Goal of the exercise: Return each line of the listing below that contains the string "target". Uppercase and lowercase letters count as different.

===============

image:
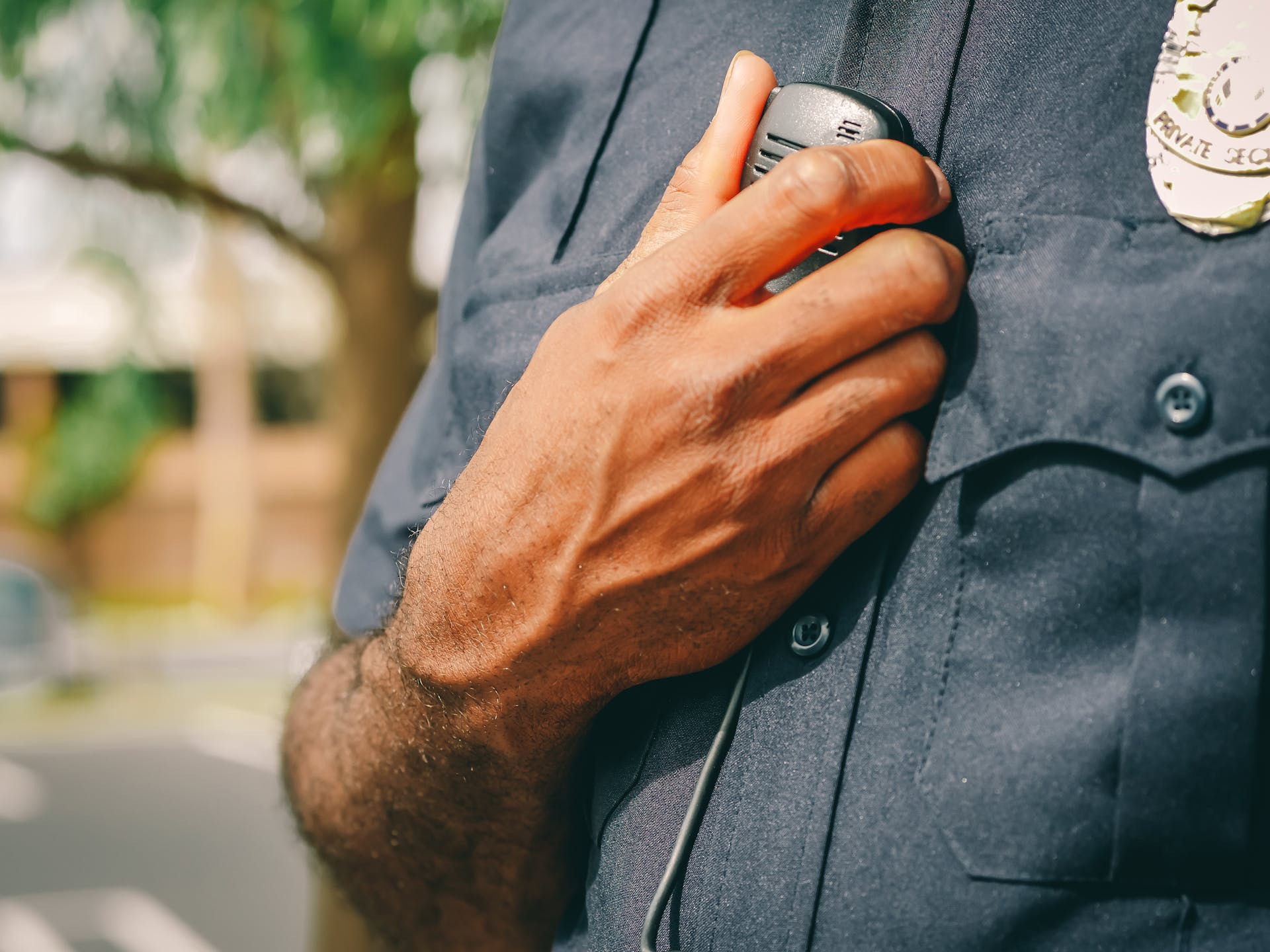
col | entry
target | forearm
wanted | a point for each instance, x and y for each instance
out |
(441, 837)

===============

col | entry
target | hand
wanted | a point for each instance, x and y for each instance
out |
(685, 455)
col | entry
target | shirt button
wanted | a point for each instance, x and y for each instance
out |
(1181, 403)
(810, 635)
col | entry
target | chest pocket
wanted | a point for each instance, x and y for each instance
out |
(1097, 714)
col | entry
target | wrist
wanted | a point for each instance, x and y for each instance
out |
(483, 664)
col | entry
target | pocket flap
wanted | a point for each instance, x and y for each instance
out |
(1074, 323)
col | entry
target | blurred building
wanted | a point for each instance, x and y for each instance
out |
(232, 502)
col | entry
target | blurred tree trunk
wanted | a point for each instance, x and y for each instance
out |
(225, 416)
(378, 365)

===============

Written reply:
target | forearm
target | hand
target | shirt button
target | chest pocket
target | wrist
target | pocket flap
target | blurred building
target | blurred tree trunk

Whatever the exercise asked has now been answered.